--- Start of Text ---
Gold and Silver Prices – Daily Outlook for November 1

The prices of gold and silver rose again yesterday and thus completed a two day rally. Many other commodities also increased yesterday. The markets in NY open yesterday for the first time following Hurricane Sandy.  China’s manufacturing PMI rose to 50.2, which means China’s manufacturing sectors expanded during October. This is the first time China’s PMI index passed the 50 point mark since July 2012. This news is likely to keep pulling up commodities prices. Conversely, Canada’s GDP edged down by 0.1% during August. This news is likely to pull down the Canadian dollar against USD. Currently, the prices of gold and silver are edging down. On today’s agenda: GB Manufacturing PMI, ADP estimate of U.S. non-farm payroll, U.S. Manufacturing PMI, FOMC member Lockhart’s Speech, and U.S. Jobless Claims. 

Here is a short outlook for precious metals for Thursday, November 1st:

Precious Metals –October/November Update

On Wednesday, Gold rose again by 0.41% to $1,719; Silver also increased by 1.57% to $32.32. During the month, gold decreased by 3.09%; silver, by 6.54%.

As seen below, the chart presents the developments in the normalized prices of precious metals during the past month (normalized to 100 as of September 28th). During the past couple of days, both gold and silver changed direction and rallied.

Gold & silver forecast 2012  November 1

The ratio between the two precious metals declined again on Wednesday to 53.2. During October, the ratio increased by 3.69% as gold slightly out-performed silver.
--- End of Text ---
▸ Problems to solve:
**A)** Reproduce word for word the passage of the gold and silver outlook that begins at the words "The prices of gold and silver rose" and stops after the words "U.S. Jobless Claims.".
**B)** According to the gold and silver outlook, why did the ratio between the two precious metals rise during October? Answer in one to three sentences.
--- Start of Information given ---
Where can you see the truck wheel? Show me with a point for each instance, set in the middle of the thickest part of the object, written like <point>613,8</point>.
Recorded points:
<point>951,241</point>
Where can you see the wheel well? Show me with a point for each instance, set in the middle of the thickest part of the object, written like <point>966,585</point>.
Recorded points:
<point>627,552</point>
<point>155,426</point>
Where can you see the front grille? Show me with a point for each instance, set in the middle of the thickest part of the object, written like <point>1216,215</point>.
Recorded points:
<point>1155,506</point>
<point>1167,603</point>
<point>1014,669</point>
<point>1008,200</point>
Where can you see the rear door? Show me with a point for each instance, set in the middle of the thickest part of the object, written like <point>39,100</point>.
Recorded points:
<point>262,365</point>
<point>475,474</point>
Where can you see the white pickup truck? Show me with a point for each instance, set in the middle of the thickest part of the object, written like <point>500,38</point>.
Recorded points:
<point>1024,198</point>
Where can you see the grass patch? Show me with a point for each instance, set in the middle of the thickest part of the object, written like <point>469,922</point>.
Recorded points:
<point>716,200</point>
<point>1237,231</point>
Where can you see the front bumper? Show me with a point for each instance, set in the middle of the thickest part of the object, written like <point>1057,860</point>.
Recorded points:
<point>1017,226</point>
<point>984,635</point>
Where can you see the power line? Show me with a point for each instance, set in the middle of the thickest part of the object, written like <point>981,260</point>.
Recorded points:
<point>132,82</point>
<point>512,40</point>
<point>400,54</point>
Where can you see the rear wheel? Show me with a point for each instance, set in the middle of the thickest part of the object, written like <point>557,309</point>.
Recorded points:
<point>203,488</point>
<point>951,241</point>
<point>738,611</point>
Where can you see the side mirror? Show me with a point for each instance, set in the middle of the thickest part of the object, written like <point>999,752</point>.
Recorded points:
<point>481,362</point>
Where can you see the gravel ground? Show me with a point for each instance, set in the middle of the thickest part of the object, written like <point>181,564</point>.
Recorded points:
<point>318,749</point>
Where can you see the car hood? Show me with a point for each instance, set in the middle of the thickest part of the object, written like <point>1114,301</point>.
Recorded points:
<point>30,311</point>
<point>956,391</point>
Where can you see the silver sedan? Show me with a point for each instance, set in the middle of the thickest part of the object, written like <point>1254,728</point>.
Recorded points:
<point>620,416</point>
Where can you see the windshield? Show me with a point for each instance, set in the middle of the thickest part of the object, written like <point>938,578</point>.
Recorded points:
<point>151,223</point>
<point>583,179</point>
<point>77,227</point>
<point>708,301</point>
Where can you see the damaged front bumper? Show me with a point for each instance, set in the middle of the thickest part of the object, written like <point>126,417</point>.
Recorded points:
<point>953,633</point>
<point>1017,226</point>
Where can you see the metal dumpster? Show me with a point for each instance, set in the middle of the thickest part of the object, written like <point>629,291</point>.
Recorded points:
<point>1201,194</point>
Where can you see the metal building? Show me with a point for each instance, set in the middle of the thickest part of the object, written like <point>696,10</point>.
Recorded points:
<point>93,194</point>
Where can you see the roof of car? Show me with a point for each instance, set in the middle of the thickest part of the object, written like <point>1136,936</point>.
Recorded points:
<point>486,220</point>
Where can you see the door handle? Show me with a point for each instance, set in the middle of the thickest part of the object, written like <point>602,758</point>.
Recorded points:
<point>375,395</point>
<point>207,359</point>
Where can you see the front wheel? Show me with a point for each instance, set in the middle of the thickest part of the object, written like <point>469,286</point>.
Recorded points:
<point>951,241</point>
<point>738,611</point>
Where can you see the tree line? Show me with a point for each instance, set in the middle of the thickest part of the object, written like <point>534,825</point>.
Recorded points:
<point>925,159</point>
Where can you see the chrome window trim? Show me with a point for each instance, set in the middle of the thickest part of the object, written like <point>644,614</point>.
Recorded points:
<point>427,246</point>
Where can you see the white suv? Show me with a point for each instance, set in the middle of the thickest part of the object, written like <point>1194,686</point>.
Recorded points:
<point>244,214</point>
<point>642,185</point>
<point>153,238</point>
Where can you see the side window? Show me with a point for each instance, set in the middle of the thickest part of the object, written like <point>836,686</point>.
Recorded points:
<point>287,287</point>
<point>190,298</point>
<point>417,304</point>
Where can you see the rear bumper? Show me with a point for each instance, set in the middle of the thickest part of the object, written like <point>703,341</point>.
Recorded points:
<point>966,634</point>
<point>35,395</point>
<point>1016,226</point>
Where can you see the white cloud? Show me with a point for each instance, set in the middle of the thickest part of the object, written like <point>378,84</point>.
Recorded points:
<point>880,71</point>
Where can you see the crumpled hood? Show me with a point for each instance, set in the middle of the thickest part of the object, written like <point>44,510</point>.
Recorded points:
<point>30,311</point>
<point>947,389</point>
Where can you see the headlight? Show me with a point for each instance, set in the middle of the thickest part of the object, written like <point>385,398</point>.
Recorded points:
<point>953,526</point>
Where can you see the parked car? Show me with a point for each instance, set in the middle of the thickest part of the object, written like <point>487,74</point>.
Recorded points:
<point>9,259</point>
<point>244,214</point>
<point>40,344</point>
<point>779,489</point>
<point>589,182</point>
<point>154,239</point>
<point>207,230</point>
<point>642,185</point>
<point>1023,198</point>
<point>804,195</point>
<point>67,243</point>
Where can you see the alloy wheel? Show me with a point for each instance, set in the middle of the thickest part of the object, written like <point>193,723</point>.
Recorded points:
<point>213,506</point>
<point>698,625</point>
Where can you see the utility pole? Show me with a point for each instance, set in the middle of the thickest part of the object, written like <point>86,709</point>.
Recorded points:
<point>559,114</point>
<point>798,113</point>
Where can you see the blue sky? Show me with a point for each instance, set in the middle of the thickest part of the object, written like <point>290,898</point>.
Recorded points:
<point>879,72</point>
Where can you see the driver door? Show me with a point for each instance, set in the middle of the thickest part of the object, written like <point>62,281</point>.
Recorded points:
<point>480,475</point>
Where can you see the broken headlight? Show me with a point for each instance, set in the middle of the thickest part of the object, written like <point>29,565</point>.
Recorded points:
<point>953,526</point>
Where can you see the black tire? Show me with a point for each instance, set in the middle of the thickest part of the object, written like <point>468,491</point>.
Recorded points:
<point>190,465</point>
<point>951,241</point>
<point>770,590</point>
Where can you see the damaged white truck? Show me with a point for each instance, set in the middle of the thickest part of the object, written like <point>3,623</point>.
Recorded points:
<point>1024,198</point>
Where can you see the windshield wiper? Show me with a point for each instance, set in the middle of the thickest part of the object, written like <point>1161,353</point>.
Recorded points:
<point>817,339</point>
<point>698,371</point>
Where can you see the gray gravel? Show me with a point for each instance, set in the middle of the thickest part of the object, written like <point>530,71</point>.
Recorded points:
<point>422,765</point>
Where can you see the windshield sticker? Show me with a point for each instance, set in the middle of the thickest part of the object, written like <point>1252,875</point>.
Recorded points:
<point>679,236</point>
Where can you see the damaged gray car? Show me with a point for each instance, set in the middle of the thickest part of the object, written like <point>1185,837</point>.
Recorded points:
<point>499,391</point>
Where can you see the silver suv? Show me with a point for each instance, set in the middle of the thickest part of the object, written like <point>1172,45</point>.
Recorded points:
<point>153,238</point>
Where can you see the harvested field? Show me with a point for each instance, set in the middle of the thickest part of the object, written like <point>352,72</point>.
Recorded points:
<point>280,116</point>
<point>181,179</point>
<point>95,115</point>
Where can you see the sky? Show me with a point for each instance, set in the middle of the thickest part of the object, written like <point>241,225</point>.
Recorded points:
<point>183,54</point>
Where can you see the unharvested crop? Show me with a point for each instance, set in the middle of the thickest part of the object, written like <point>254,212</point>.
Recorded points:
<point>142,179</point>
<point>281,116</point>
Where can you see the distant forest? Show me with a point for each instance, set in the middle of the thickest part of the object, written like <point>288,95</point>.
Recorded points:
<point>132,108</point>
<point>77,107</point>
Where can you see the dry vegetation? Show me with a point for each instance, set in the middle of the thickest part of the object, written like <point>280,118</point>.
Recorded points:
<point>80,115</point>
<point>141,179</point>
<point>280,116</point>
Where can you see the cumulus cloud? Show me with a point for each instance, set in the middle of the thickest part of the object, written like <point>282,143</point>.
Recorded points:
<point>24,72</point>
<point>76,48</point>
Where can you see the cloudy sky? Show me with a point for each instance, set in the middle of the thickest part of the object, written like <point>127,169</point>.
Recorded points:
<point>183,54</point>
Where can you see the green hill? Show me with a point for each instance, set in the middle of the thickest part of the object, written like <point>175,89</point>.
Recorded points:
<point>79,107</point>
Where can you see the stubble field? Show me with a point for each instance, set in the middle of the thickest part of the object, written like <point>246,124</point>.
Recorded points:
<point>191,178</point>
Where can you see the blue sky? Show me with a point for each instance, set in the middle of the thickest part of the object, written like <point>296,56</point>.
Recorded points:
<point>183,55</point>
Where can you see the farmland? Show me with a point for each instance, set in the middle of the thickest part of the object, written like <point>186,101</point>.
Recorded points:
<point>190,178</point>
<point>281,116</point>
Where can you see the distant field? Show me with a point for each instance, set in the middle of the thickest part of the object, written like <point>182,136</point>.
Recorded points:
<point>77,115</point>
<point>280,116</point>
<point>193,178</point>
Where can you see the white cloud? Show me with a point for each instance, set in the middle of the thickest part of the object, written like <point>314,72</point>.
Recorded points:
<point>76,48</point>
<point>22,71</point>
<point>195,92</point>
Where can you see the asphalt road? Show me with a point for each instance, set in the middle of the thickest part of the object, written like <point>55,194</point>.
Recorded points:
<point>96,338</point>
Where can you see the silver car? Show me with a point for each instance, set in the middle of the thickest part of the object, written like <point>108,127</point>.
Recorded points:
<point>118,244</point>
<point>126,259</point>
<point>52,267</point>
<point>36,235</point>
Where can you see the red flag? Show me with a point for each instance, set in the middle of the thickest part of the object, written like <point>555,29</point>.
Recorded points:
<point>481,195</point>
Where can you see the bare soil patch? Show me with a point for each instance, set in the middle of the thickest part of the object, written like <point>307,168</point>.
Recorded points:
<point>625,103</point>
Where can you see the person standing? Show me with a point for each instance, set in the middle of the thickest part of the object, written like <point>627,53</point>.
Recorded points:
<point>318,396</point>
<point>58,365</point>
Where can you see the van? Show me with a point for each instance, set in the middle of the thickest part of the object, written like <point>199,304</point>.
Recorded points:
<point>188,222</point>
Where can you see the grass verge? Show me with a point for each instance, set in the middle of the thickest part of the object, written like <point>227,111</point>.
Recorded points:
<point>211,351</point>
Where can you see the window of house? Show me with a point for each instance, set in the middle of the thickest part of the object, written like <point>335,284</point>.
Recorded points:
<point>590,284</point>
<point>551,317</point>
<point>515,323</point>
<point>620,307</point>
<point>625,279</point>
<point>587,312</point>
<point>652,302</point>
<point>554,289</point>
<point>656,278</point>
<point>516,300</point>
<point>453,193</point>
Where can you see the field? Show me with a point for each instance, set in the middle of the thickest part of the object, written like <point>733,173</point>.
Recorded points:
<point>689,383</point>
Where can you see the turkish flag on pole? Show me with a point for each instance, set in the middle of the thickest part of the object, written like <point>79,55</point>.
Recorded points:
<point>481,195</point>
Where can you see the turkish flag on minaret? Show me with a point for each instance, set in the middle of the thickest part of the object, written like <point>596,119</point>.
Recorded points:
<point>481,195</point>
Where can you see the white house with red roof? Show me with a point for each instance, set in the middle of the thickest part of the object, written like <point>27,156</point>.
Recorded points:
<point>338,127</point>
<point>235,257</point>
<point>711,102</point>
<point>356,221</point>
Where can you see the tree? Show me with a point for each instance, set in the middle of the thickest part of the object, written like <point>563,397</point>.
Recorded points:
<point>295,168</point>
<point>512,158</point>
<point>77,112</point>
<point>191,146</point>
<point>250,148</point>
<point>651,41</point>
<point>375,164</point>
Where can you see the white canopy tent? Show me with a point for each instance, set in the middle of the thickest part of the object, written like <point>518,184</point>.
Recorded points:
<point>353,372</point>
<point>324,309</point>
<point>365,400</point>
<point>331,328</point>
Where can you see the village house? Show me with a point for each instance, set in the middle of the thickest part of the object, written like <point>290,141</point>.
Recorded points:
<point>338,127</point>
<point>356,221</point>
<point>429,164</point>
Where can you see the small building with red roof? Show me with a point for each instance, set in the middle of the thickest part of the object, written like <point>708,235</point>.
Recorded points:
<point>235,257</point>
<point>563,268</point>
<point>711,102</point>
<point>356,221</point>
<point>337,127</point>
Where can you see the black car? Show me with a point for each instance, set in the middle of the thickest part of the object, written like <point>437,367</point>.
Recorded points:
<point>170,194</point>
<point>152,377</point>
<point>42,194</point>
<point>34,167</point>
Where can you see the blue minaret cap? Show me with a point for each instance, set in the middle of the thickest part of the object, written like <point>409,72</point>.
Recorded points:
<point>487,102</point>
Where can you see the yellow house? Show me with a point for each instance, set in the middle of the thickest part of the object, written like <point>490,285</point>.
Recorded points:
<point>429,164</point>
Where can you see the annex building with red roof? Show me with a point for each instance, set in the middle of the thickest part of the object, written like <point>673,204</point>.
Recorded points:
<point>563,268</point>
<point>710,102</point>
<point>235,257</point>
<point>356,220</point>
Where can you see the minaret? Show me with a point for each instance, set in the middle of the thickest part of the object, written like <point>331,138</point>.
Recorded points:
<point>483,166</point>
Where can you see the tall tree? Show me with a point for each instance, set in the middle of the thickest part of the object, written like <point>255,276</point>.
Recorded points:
--- End of Information given ---
▸ Task-by-task results:
**A)**
The prices of gold and silver rose again yesterday and thus completed a two day rally. Many other commodities also increased yesterday. The markets in NY open yesterday for the first time following Hurricane Sandy.  China’s manufacturing PMI rose to 50.2, which means China’s manufacturing sectors expanded during October. This is the first time China’s PMI index passed the 50 point mark since July 2012. This news is likely to keep pulling up commodities prices. Conversely, Canada’s GDP edged down by 0.1% during August. This news is likely to pull down the Canadian dollar against USD. Currently, the prices of gold and silver are edging down. On today’s agenda: GB Manufacturing PMI, ADP estimate of U.S. non-farm payroll, U.S. Manufacturing PMI, FOMC member Lockhart’s Speech, and U.S. Jobless Claims.

**B)** The ratio rose by 3.69% during October because gold slightly out-performed silver. Over the month gold fell by 3.09%, while silver fell by 6.54%.